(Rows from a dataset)
########
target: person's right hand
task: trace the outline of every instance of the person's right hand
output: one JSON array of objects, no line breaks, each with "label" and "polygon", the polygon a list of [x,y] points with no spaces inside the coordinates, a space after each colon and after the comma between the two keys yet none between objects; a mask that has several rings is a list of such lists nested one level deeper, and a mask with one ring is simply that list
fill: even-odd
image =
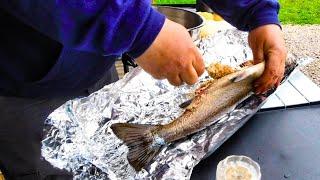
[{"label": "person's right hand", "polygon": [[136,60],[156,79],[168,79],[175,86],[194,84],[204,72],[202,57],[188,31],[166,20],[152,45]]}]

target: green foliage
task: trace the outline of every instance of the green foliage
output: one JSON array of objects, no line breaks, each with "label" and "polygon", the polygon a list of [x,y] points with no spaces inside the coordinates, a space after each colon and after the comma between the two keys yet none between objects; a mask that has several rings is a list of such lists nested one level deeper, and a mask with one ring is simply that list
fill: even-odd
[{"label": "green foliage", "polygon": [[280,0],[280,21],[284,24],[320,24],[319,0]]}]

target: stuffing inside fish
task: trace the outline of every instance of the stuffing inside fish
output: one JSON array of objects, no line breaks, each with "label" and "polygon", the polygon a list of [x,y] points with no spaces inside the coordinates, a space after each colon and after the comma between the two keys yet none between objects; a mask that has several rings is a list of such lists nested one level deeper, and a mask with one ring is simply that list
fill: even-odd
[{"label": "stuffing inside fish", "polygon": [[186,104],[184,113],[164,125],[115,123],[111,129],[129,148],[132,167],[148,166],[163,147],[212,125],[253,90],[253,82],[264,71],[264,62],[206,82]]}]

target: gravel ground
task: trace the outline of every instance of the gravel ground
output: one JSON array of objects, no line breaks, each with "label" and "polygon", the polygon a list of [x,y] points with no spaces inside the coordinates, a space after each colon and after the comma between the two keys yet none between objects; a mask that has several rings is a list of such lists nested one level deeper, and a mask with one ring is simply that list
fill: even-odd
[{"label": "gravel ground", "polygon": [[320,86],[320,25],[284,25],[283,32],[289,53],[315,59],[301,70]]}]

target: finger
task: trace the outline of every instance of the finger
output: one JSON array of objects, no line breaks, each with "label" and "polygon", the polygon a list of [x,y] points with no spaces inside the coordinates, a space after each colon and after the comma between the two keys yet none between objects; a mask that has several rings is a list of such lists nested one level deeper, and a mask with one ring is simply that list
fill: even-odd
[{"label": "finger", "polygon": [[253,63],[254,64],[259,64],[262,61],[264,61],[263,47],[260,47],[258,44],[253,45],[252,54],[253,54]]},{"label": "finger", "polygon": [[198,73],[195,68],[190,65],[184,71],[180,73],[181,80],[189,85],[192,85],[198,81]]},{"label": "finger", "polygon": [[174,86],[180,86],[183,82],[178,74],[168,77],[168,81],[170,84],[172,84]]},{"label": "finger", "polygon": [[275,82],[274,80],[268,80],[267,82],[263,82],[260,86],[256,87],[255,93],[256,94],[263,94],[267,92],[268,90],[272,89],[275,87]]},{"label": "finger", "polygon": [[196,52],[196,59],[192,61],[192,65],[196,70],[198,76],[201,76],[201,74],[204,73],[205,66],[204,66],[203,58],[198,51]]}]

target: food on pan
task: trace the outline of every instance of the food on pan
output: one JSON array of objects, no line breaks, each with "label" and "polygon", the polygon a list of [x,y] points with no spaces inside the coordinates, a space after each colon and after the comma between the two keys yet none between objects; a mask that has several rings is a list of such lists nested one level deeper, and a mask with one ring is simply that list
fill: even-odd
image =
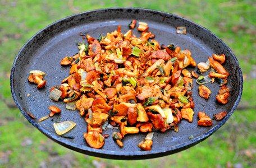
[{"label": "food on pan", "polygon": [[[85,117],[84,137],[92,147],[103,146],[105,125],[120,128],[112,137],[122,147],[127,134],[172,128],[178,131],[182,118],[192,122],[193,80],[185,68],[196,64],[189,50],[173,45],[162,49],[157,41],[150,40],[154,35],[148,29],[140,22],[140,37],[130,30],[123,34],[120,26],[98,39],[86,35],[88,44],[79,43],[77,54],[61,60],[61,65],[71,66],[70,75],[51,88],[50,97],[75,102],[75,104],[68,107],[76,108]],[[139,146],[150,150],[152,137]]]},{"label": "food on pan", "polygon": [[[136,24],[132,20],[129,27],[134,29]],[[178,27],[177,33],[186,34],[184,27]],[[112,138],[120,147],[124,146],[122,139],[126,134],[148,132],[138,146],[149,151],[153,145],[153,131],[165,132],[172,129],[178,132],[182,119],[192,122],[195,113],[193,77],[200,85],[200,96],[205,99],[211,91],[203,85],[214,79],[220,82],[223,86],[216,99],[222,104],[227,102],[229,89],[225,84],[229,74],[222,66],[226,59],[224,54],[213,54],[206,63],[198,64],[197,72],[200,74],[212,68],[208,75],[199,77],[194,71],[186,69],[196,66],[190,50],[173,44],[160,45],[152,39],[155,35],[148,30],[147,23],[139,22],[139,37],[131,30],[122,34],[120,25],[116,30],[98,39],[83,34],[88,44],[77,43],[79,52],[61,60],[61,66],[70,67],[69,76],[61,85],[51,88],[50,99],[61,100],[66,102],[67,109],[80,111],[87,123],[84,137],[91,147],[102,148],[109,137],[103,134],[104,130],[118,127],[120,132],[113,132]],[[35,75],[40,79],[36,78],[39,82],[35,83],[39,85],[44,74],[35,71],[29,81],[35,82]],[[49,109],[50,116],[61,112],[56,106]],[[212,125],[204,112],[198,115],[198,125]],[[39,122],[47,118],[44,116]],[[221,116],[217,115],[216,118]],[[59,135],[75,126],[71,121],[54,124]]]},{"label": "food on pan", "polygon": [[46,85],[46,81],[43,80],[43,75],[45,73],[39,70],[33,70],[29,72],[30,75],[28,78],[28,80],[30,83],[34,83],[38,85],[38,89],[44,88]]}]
########
**Your task**
Copy out every line of the material above word for word, omitting the pictures.

**Answer below**
target: person's right hand
task: trace the outline of every instance of the person's right hand
output: one JSON array of objects, no line breaks, each with "label" and "polygon", the polygon a list of [x,y] points with no spaces inside the coordinates, a space after each colon and after the comma between the two keys yet none between objects; a mask that has several rings is a list of such lists nested one level deeper, and a mask with one ring is simply that list
fill: even-odd
image =
[{"label": "person's right hand", "polygon": [[136,60],[156,79],[168,79],[175,86],[194,84],[204,72],[202,57],[188,31],[166,20],[152,45]]}]

target: green foliage
task: trace the outline of every instance of the green foliage
output: one JSON array of objects, no line breaks, each with "label" and "polygon", the polygon a list of [x,y] points with no spaces inside the coordinates, a space after each colon and after the comma between the two keys yet none between objects; a mask that has several rings is a list of such lists nested one level deeper, and a mask with one ring is simply that list
fill: even-odd
[{"label": "green foliage", "polygon": [[280,0],[280,21],[284,24],[320,24],[319,0]]}]

target: stuffing inside fish
task: trace the outline of every instance of the stuffing inside fish
output: one JSON array of objects, no line breaks, each with "label" and "polygon", the polygon a list of [x,y] points with no spaces inside the coordinates, a space after each colon and after the comma between the two keys yet none between objects; a mask that has several rings is a list of such lists nested one level deeper, and a mask with one ring is simply that list
fill: even-odd
[{"label": "stuffing inside fish", "polygon": [[186,104],[184,113],[164,125],[115,123],[111,129],[129,148],[132,167],[148,166],[163,147],[212,125],[253,90],[253,82],[264,71],[264,62],[206,82]]}]

target: gravel ground
task: trace the outline of every instance of the gravel ground
output: one JSON array of objects, no line breaks, each with "label" and "polygon", the polygon a list of [x,y] points with no spaces inside the coordinates, a space after each colon and after the comma between the two keys yet none between objects; a mask that has several rings is a list of such lists nested one level deeper, and a mask with one ring is simply that list
fill: even-odd
[{"label": "gravel ground", "polygon": [[320,86],[320,25],[284,25],[283,32],[289,53],[315,59],[301,70]]}]

target: finger
task: trace the outline of every instance of the finger
output: one JSON array of objects, no line breaks, each with "label" and "polygon", the polygon a list of [x,y] points with no spaces inside the coordinates, a space after each colon and after the comma between the two keys yet none between objects; a mask that has several rings is a list of such lists nested one level deeper, and a mask with one ring is simply that list
fill: even-odd
[{"label": "finger", "polygon": [[253,63],[254,64],[259,64],[262,61],[264,61],[263,47],[260,47],[258,44],[253,45],[252,54],[253,54]]},{"label": "finger", "polygon": [[198,73],[195,68],[190,65],[184,71],[180,73],[181,80],[189,85],[192,85],[198,81]]},{"label": "finger", "polygon": [[174,86],[180,86],[183,82],[178,74],[168,77],[168,81],[170,84],[172,84]]},{"label": "finger", "polygon": [[275,82],[274,80],[268,80],[267,82],[263,82],[260,86],[256,87],[255,93],[256,94],[263,94],[267,92],[268,90],[272,89],[275,87]]},{"label": "finger", "polygon": [[196,52],[196,59],[192,61],[192,65],[196,70],[198,76],[201,76],[201,74],[204,73],[205,66],[204,66],[203,58],[198,51]]}]

target: food on pan
task: trace the outline of every instance of the food on pan
output: one JSON array of objects, no line breaks, each with "label" and "polygon", the polygon a list of [x,y] points with no spaces inside the coordinates, a space after each colon and after the comma between the two keys yet none between objects; a mask that has several rings is a list of such lists nested one level deeper, and a mask with one ring is simply that list
fill: even-odd
image =
[{"label": "food on pan", "polygon": [[[85,117],[84,137],[92,147],[103,146],[105,125],[120,128],[112,137],[122,147],[127,134],[172,128],[178,131],[182,118],[192,122],[193,80],[185,68],[196,64],[189,50],[173,45],[162,49],[157,41],[150,40],[154,35],[148,29],[140,22],[140,37],[130,30],[123,34],[120,26],[98,39],[86,35],[88,44],[79,43],[77,54],[61,60],[61,65],[71,66],[70,75],[51,88],[50,97],[75,102],[75,104],[68,107],[76,108]],[[139,146],[150,150],[152,137]]]},{"label": "food on pan", "polygon": [[[136,24],[132,20],[129,27],[134,29]],[[178,27],[177,33],[186,34],[184,27]],[[112,138],[120,147],[124,146],[122,139],[126,134],[148,132],[138,146],[149,151],[153,145],[153,131],[165,132],[172,129],[178,132],[182,119],[192,122],[195,113],[193,77],[200,85],[200,96],[205,99],[211,91],[203,85],[214,79],[220,82],[223,86],[216,99],[222,104],[227,102],[229,89],[225,84],[229,74],[222,66],[226,59],[224,54],[213,54],[206,63],[198,64],[197,72],[200,74],[212,68],[208,75],[199,77],[194,71],[186,69],[196,66],[190,50],[173,44],[160,45],[152,39],[155,35],[148,30],[147,23],[139,22],[139,37],[131,30],[122,34],[120,25],[116,30],[98,39],[83,34],[88,44],[77,43],[79,52],[61,60],[61,66],[70,67],[69,76],[61,85],[51,88],[50,99],[61,100],[66,102],[67,109],[80,111],[87,123],[84,137],[91,147],[102,148],[109,137],[103,134],[104,130],[118,127],[120,132],[113,132]],[[35,75],[40,79],[36,78],[39,82],[35,83],[39,85],[44,74],[35,71],[29,81],[35,82]],[[49,109],[50,116],[61,112],[56,106]],[[212,125],[204,112],[198,115],[198,125]],[[39,122],[47,118],[44,116]],[[221,116],[217,115],[216,118]],[[59,135],[75,126],[71,121],[54,124]]]},{"label": "food on pan", "polygon": [[46,85],[46,81],[43,80],[43,75],[45,73],[39,70],[33,70],[29,72],[30,75],[28,78],[28,80],[30,83],[34,83],[38,85],[38,89],[44,88]]}]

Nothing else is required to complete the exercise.